-- Text provided follows --
Infrastructure as Code (IaC) Skill

Overview

This skill provides expertise in writing, reviewing, and maintaining Infrastructure as Code using Terraform for major cloud providers including AWS, Azure, and GCP.

Core Principles

Terraform Best Practices

Module Structure: Organize code into reusable modules with clear inputs/outputs
State Management: Use remote state backends with proper locking
Resource Naming: Follow consistent naming conventions (kebab-case or underscore_case)
Variables: Use typed variables with descriptions and sensible defaults
Outputs: Expose useful outputs for downstream consumption
Documentation: Document module usage, requirements, and examples

Provider-Specific Patterns

AWS

Use latest AWS provider features
Leverage data sources (aws_ami, aws_availability_zones, etc.)
Follow AWS Well-Architected Framework principles
Use tags consistently for cost allocation and organization
Prefer managed services over self-managed infrastructure

Azure

Use azurerm provider with proper authentication
Leverage resource groups for logical organization
Use Azure naming conventions
Implement Azure policies and RBAC
Use managed identities where applicable

GCP

Use google provider with proper project configuration
Leverage GCP organizational hierarchy
Follow GCP security best practices
Use service accounts with minimal permissions
Implement proper IAM bindings

Security Best Practices

Encryption: Enable encryption at rest and in transit
Least Privilege: Grant minimal required permissions
Network Security: Use security groups, NACLs, firewalls appropriately
Secrets Management: Never hardcode secrets; use secret managers
Logging: Enable audit logging and monitoring
Compliance: Follow industry standards (CIS, PCI-DSS, etc.)

Critical Safety Rule: lifecycle.ignore_changes

IMPORTANT: The lifecycle.ignore_changes argument should NEVER be added or extended in Terraform code without explicit user approval.

Why This Matters

ignore_changes masks configuration drift between code and actual infrastructure
It leads to confusing problems where Terraform shows "no changes" but infrastructure differs
It often indicates a deeper problem with resource configuration or dependencies
It makes infrastructure state unpredictable and harder to maintain
It violates the principle of infrastructure-as-code where code should be source of truth

What To Do Instead

When encountering a situation where ignore_changes seems necessary:

Identify the Root Cause: Why is Terraform detecting unwanted changes?
- External systems modifying resources?
- Incorrect resource configuration?
- Missing data source or computed value?
- Timing or ordering issue?
Propose Better Solutions:
- Use lifecycle.create_before_destroy for replacement order issues
- Use data sources for values managed elsewhere
- Separate resources managed by different systems
- Use proper dependencies with depends_on
- Leverage lifecycle.prevent_destroy for critical resources
- Import existing resources instead of ignoring drift
Escalate to User: Before adding ignore_changes:
- Explain the problem being encountered
- Describe why the resource is showing unwanted changes
- Propose alternative solutions
- Request explicit approval if ignore_changes is truly the only option

Example

# BAD - Do not add without approval
resource "aws_instance" "example" {
  # ...
  lifecycle {
    ignore_changes = [tags]  # This hides tag drift!
  }
}

# GOOD - Address the root cause
resource "aws_instance" "example" {
  # ...
-- Text provided concluded --
■ Actions to take ■
• a. Reproduce the Infrastructure as Code guide verbatim, everything from "ignore_changes masks configuration" down to "detecting unwanted changes?".
• b. In the Infrastructure as Code guide, condense the list that begins "ignore_changes masks configuration drift" into two or three sentences that keep its main points.
• c. Write the next part of the Infrastructure as Code guide, picking up right after its last line.
-- Dataset entries follows --
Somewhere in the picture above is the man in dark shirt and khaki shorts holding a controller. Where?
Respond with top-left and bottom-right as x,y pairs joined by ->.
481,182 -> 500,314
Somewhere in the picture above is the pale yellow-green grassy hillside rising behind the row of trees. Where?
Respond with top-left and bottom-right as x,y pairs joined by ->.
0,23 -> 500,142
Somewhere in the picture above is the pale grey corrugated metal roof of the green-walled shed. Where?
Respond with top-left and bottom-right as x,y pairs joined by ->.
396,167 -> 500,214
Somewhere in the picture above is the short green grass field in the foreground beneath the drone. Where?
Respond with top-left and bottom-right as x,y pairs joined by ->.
-- Dataset entries concluded --
■ Answer set ■
• a.
ignore_changes masks configuration drift between code and actual infrastructure
It leads to confusing problems where Terraform shows "no changes" but infrastructure differs
It often indicates a deeper problem with resource configuration or dependencies
It makes infrastructure state unpredictable and harder to maintain
It violates the principle of infrastructure-as-code where code should be source of truth

What To Do Instead

When encountering a situation where ignore_changes seems necessary:

Identify the Root Cause: Why is Terraform detecting unwanted changes?

• b. Using ignore_changes masks drift between the code and the actual infrastructure, so Terraform can report "no changes" while the infrastructure differs. It often points to a deeper problem with resource configuration or dependencies and makes infrastructure state unpredictable and harder to maintain. It also violates the infrastructure-as-code principle that code should be the source of truth.

• c.
  # Let Terraform manage all tags to maintain consistency
  tags = merge(
    var.common_tags,
    {
      Name = "example-instance"
    }
  )
}

Code Quality Guidelines

Resource Configuration

Use descriptive resource names: aws_instance.web_server not aws_instance.x
Group related resources in logical files
Use count or for_each for multiple similar resources
Implement proper error handling with validation blocks

Variable Management

variable "environment" {
  description = "Environment name (dev, staging, prod)"
  type        = string

  validation {
    condition     = contains(["dev", "staging", "prod"], var.environment)
    error_message = "Environment must be dev, staging, or prod."
  }
}

Output Management

output "instance_id" {
  description = "ID of the EC2 instance"
  value       = aws_instance.example.id
}

output "private_ip" {
  description = "Private IP address of the instance"
  value       = aws_instance.example.private_ip
  sensitive   = false
}

Documentation

Include README.md in each module with:
- Purpose and usage
- Requirements (terraform version, providers)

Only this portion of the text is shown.